What you will do: The data below has to be returned exactly, down to the last character.

---- Material supplied

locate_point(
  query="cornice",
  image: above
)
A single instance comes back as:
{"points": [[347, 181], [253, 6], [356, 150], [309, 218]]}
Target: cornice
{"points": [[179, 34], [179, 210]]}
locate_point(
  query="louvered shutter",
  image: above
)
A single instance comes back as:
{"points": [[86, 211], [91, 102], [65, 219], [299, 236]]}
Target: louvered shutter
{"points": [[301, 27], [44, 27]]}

--------

Response:
locate_point(
  query="cornice",
  image: above
)
A single instance comes back as:
{"points": [[347, 181], [253, 6], [356, 150], [309, 218]]}
Target: cornice
{"points": [[179, 34], [179, 210]]}
locate_point(
  query="louvered shutter",
  image: above
)
A single instance comes back as:
{"points": [[86, 211], [91, 102], [65, 219], [299, 236]]}
Target: louvered shutter
{"points": [[301, 27], [44, 27]]}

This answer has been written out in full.